問題
• a. 大日本史料第二編の紹介文によると、長元5年の12月に噴火した山はどこか。
• b. 大日本史料第二編の紹介文のうち、「第二編の担当時期における主要」から「上重要な特徴ともされている。」までを、両端を含めて一字も変えずに複写せよ。

文書本文
====
第二編は、寛和2年 (986) の一条天皇の践祚から、応徳3年 (1086) の白河天皇譲位まで、いわゆる「摂関時代」と呼ばれる時代を担当する。本冊には長元5年 (1032) 4月から同年末までの出来事を収めた。時の天皇は藤原道長の外孫後一条天皇、関白は道長の長男頼通である。
 
第二編の担当時期における主要な史料は、貴族の日記である。宮廷の年中行事のみならず政務においても先例にならった手順や作法で行うことが重視されていたため、貴族たちは自らの備忘に加え先例を子孫に伝える目的で、政務や宮廷行事の様子、出来事を日記に記した。これらの日記を記主の地位や記述意図を勘案しつつ解読・分析し、政務運営のあり方や出来事の具体像を明らかにしていくことは、第二編の時代を研究する醍醐味の一つである。
 
長元5年には「賢人」と呼ばれた右大臣藤原実資の日記『小右記』、実務官人源経頼の日記『左経記』の記事があり、これらを中心とした史料から、この年は大旱魃であり、朝廷では祈雨のために内裏や諸寺社で大規模な祈祷や奉幣をひっきりなしに行ったことや、前年に出雲国司から杵築社 (現在の出雲大社) の倒壊や同社の託宣について報告があったため、天皇や朝廷は重く受け止めて対応を検討していたところ、社殿の倒壊も託宣も出雲国司のでっち上げだったことが判明するという大事件があったことなどがわかる。また、12月には富士山が噴火した。

『大日本史料』は、文学・宗教や美術等に関する史料も収録している。本冊では58頁にわたり、藤原公任 (966-1041) の撰述とされ長元五年の年紀が見える音義「大般若経字抄」を収めた。音義とは、特定の典籍の中から漢語を抄出し、発音や意味または和訓などを注記した書物で、言語学・国語学等における重要な資料である。
 
「大般若経字抄」では、たとえば大般若経第一巻にある「踝」を取り出して大書し、右側に小字で「音過」として音が「カ (クヮ)」であることを示し、下には小字で「ツフヽシ」と和訓を示す(この時代は「くるぶし」という訓ではなかった)。これらは音義史上重要な特徴ともされている。
====
ポインティング用データセットの行
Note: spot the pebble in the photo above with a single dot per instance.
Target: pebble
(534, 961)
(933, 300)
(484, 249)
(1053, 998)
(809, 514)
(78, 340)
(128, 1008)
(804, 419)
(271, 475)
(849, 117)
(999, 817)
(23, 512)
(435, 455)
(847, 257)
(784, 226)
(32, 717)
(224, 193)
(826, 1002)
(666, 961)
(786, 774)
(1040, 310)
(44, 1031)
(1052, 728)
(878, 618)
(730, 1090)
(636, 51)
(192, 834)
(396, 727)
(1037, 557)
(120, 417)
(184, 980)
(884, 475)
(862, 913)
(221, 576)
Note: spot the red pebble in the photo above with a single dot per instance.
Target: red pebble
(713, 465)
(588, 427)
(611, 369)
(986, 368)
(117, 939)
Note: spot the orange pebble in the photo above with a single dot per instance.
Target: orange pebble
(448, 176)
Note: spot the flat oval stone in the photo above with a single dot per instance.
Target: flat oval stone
====
演習結果
• a. 富士山である。

• b.
第二編の担当時期における主要な史料は、貴族の日記である。宮廷の年中行事のみならず政務においても先例にならった手順や作法で行うことが重視されていたため、貴族たちは自らの備忘に加え先例を子孫に伝える目的で、政務や宮廷行事の様子、出来事を日記に記した。これらの日記を記主の地位や記述意図を勘案しつつ解読・分析し、政務運営のあり方や出来事の具体像を明らかにしていくことは、第二編の時代を研究する醍醐味の一つである。
 
長元5年には「賢人」と呼ばれた右大臣藤原実資の日記『小右記』、実務官人源経頼の日記『左経記』の記事があり、これらを中心とした史料から、この年は大旱魃であり、朝廷では祈雨のために内裏や諸寺社で大規模な祈祷や奉幣をひっきりなしに行ったことや、前年に出雲国司から杵築社 (現在の出雲大社) の倒壊や同社の託宣について報告があったため、天皇や朝廷は重く受け止めて対応を検討していたところ、社殿の倒壊も託宣も出雲国司のでっち上げだったことが判明するという大事件があったことなどがわかる。また、12月には富士山が噴火した。

『大日本史料』は、文学・宗教や美術等に関する史料も収録している。本冊では58頁にわたり、藤原公任 (966-1041) の撰述とされ長元五年の年紀が見える音義「大般若経字抄」を収めた。音義とは、特定の典籍の中から漢語を抄出し、発音や意味または和訓などを注記した書物で、言語学・国語学等における重要な資料である。
 
「大般若経字抄」では、たとえば大般若経第一巻にある「踝」を取り出して大書し、右側に小字で「音過」として音が「カ (クヮ)」であることを示し、下には小字で「ツフヽシ」と和訓を示す(この時代は「くるぶし」という訓ではなかった)。これらは音義史上重要な特徴ともされている。